- **Selected excerpt**
_ _ _ _
Hello, I’m Carol and this is the Green Village Green blog!
Driving back from my final SM class (Social Media, not the other SM – although sometimes it feels rather similar) with the terrific Mark Schaefer (I’ve done the course twice now – it takes time to fit it all together to even begin to do it!), Gustav Holst’s the Planet Suite was playing on NPR. Any two bars and I instinctively recognize the piece. Parts of it are so lovely that it almost hurts.
This is music I was weaned on and it brought to mind other ‘achingly beautiful’ inspirations: a ‘warm’ rain-laden wind and heavy grey skies on a November afternoon in England, which would make my teenage soul sing as my border collie and I would head into it, hair and fur swirling; gazing on almost anywhere in my beloved Yorkshire Dales in almost any weather.
And now I’m thrilled by the distant Smokey Mountains shimmering above a particular stretch of early morning lake near my home.
_ _ _ _
- **Provided material**

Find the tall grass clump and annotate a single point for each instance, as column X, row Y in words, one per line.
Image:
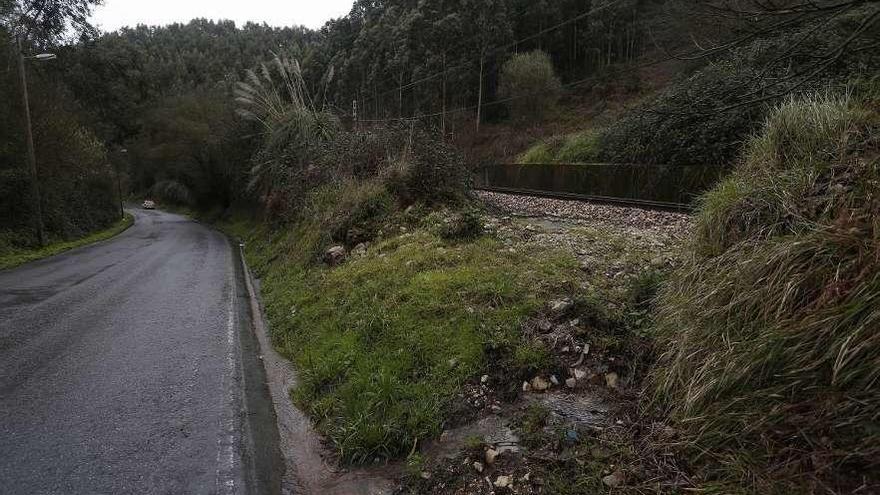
_ _ _ _
- **Required task A**
Answer these questions from the blog post:
(i) Who taught the Social Media class?
(ii) Which piece of music was playing on NPR?
(iii) Which mountains can the writer see near home?
- **Required task B**
Reproduce the blog post word for word from "Driving back from" to "near my home.".
The material stands apart from the blog post.

- **Reply A**
(i) Mark Schaefer
(ii) Gustav Holst's the Planet Suite
(iii) The Smokey Mountains

- **Reply B**
Driving back from my final SM class (Social Media, not the other SM – although sometimes it feels rather similar) with the terrific Mark Schaefer (I’ve done the course twice now – it takes time to fit it all together to even begin to do it!), Gustav Holst’s the Planet Suite was playing on NPR. Any two bars and I instinctively recognize the piece. Parts of it are so lovely that it almost hurts.
This is music I was weaned on and it brought to mind other ‘achingly beautiful’ inspirations: a ‘warm’ rain-laden wind and heavy grey skies on a November afternoon in England, which would make my teenage soul sing as my border collie and I would head into it, hair and fur swirling; gazing on almost anywhere in my beloved Yorkshire Dales in almost any weather.
And now I’m thrilled by the distant Smokey Mountains shimmering above a particular stretch of early morning lake near my home.